• [Source material]:
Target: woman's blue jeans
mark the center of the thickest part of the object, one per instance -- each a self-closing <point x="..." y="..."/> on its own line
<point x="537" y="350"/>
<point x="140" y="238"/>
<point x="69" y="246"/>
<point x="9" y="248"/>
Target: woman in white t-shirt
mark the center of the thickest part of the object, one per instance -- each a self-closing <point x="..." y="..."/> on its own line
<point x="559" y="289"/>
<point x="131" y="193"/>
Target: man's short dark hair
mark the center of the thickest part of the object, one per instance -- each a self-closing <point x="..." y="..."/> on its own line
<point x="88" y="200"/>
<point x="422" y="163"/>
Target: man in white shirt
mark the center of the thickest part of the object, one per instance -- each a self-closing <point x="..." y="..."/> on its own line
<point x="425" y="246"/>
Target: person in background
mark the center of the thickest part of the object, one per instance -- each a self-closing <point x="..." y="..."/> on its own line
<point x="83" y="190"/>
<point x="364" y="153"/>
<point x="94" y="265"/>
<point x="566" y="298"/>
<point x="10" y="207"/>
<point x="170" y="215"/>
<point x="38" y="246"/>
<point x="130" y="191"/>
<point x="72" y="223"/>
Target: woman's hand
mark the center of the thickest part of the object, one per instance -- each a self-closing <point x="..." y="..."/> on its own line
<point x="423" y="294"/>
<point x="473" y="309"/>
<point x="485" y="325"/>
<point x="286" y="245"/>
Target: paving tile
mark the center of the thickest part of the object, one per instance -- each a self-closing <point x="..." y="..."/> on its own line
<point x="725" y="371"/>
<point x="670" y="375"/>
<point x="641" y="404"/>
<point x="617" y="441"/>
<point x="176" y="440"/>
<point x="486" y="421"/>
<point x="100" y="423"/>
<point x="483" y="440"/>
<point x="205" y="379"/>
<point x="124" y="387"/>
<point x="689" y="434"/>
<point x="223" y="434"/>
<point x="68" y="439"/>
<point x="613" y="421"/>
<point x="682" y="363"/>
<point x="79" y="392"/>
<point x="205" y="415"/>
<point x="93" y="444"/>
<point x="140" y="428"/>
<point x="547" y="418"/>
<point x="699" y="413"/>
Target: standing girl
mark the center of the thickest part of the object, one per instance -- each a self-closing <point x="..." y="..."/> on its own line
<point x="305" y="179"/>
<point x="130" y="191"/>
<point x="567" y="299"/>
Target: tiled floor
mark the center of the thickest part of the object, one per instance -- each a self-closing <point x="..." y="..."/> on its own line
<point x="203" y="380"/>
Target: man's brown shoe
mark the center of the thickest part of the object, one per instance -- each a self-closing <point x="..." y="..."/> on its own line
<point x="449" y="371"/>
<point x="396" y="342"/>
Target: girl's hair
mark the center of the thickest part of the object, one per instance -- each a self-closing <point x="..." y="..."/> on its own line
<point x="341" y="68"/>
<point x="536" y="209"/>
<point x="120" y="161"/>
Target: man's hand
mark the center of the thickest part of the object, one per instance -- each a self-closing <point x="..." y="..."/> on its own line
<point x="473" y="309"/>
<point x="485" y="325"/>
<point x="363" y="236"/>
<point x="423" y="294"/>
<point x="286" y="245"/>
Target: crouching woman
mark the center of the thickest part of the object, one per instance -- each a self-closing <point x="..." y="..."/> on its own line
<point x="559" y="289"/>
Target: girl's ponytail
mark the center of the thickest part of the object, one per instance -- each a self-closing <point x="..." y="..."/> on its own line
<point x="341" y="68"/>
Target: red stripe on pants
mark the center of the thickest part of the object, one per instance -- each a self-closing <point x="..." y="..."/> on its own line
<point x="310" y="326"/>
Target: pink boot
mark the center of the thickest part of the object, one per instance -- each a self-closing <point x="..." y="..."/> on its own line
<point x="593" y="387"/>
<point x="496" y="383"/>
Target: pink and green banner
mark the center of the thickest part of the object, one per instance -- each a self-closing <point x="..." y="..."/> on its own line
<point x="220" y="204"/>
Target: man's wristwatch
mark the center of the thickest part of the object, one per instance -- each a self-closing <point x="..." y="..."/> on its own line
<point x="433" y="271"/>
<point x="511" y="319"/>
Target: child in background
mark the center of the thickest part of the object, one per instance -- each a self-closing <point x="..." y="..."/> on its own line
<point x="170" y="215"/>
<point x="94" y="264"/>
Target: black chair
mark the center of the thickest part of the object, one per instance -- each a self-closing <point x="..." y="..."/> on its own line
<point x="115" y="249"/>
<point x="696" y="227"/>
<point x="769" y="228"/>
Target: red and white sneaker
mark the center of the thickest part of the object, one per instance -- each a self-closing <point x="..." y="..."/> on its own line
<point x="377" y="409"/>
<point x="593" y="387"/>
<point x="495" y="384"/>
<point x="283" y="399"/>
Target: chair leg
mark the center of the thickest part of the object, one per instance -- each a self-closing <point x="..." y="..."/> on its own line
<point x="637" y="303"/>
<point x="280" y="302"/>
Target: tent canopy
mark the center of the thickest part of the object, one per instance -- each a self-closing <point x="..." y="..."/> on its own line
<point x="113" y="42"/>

• [Task to carry out]:
Retype exactly, and only, the lines above from the one where "Target: standing girl" occurs up to and including the one where "Target: red stripe on pants" occurs.

• [Answer]:
Target: standing girl
mark the center of the thickest part of the object, one per instance -- each a self-closing <point x="..." y="..."/> on its own line
<point x="305" y="179"/>
<point x="130" y="191"/>
<point x="567" y="299"/>
Target: tiled floor
mark the center of the thickest part of the object, one per instance -- each a self-closing <point x="..." y="..."/> on its own line
<point x="203" y="380"/>
Target: man's brown shoe
mark the center of the thickest part of the object, one per instance -- each a self-closing <point x="..." y="..."/> on its own line
<point x="449" y="371"/>
<point x="396" y="342"/>
Target: girl's hair
mark the center of the thickest part of the object, one per instance -- each a self-closing <point x="..." y="..."/> on its own line
<point x="341" y="68"/>
<point x="536" y="209"/>
<point x="120" y="161"/>
Target: man's hand
mark the center of the thickest part of the object, one per instance -- each a self-closing <point x="..." y="..."/> on its own line
<point x="473" y="309"/>
<point x="485" y="325"/>
<point x="363" y="236"/>
<point x="423" y="294"/>
<point x="286" y="245"/>
Target: crouching woman
mark the center of the thickest part of the object, one per instance -- each a self-closing <point x="..." y="..."/> on its own line
<point x="559" y="289"/>
Target: girl's ponytail
mark the center of the thickest part of the object, one per instance -- each a self-closing <point x="..." y="..."/> on its own line
<point x="341" y="68"/>
Target: red stripe on pants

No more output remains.